* The task
Copy each record below faithfully, leaving out images.

Segmentation mask data
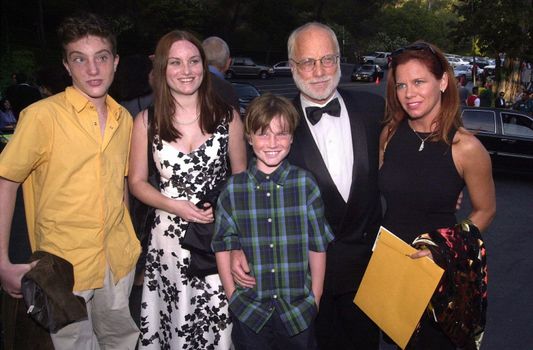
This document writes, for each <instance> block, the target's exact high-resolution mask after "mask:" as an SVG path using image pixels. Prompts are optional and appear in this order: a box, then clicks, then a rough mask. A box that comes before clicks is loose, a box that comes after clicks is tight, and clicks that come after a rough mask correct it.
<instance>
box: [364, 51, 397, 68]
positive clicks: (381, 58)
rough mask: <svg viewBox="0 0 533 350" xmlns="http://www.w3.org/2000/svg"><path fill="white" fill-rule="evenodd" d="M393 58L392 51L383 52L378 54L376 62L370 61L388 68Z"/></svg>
mask: <svg viewBox="0 0 533 350" xmlns="http://www.w3.org/2000/svg"><path fill="white" fill-rule="evenodd" d="M391 59H392V57H391V53H390V52H381V53H378V55H377V56H376V57H375V58H374V62H368V63H374V64H377V65H378V66H380V67H381V68H387V67H388V66H389V62H390V60H391Z"/></svg>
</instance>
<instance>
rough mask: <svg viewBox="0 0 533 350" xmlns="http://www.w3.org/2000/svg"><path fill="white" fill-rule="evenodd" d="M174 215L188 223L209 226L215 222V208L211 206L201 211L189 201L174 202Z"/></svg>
mask: <svg viewBox="0 0 533 350" xmlns="http://www.w3.org/2000/svg"><path fill="white" fill-rule="evenodd" d="M173 201H174V203H173V204H172V209H173V210H172V213H173V214H176V215H177V216H179V217H180V218H182V219H184V220H185V221H188V222H197V223H200V224H208V223H211V222H213V221H214V216H213V208H212V207H211V206H209V207H204V209H200V208H198V207H196V205H195V204H194V203H192V202H190V201H187V200H173Z"/></svg>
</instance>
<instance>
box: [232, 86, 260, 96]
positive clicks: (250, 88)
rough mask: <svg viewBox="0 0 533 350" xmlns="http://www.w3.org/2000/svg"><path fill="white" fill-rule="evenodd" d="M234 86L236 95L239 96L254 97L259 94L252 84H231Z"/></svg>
mask: <svg viewBox="0 0 533 350" xmlns="http://www.w3.org/2000/svg"><path fill="white" fill-rule="evenodd" d="M233 87H234V88H235V91H236V92H237V95H239V96H241V97H256V96H259V93H258V92H257V90H256V89H254V88H253V86H250V85H244V84H242V85H241V84H239V85H237V84H235V85H233Z"/></svg>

* Output of the task
This document writes, for each <instance> block, the target's exact high-resolution mask after "mask:" as an SVG path using image pixels. Prompts are optional and appear in this order: a box, then clicks, then a rough mask. A box that comes before clicks is loose, a box that comes after clicks is tight, and clicks that come after a rough mask correct it.
<instance>
box: [364, 51, 397, 68]
positive clicks: (381, 58)
rough mask: <svg viewBox="0 0 533 350" xmlns="http://www.w3.org/2000/svg"><path fill="white" fill-rule="evenodd" d="M393 58L392 51L383 52L378 54L376 62L370 61L388 68Z"/></svg>
mask: <svg viewBox="0 0 533 350" xmlns="http://www.w3.org/2000/svg"><path fill="white" fill-rule="evenodd" d="M391 59H392V57H391V53H390V52H381V53H378V55H377V56H376V57H375V58H374V62H368V63H374V64H377V65H378V66H380V67H381V68H387V67H388V66H389V62H390V60H391Z"/></svg>
</instance>
<instance>
rough mask: <svg viewBox="0 0 533 350" xmlns="http://www.w3.org/2000/svg"><path fill="white" fill-rule="evenodd" d="M174 215L188 223L209 226L215 222V208L211 206L201 211L189 201L174 202Z"/></svg>
mask: <svg viewBox="0 0 533 350" xmlns="http://www.w3.org/2000/svg"><path fill="white" fill-rule="evenodd" d="M173 201H174V203H173V204H172V209H173V210H172V213H173V214H176V215H177V216H179V217H180V218H182V219H184V220H185V221H188V222H197V223H200V224H208V223H211V222H213V221H214V216H213V208H212V207H211V206H209V207H204V209H200V208H198V207H196V205H195V204H194V203H192V202H190V201H187V200H173Z"/></svg>
</instance>
<instance>
box: [232, 86, 260, 96]
positive clicks: (250, 88)
rough mask: <svg viewBox="0 0 533 350" xmlns="http://www.w3.org/2000/svg"><path fill="white" fill-rule="evenodd" d="M234 86L236 95L239 96L254 97L259 94L252 84H231Z"/></svg>
mask: <svg viewBox="0 0 533 350" xmlns="http://www.w3.org/2000/svg"><path fill="white" fill-rule="evenodd" d="M233 87H234V88H235V91H236V92H237V95H239V96H241V97H256V96H259V93H258V92H257V90H256V89H254V88H253V86H250V85H244V84H242V85H241V84H239V85H237V84H235V85H233Z"/></svg>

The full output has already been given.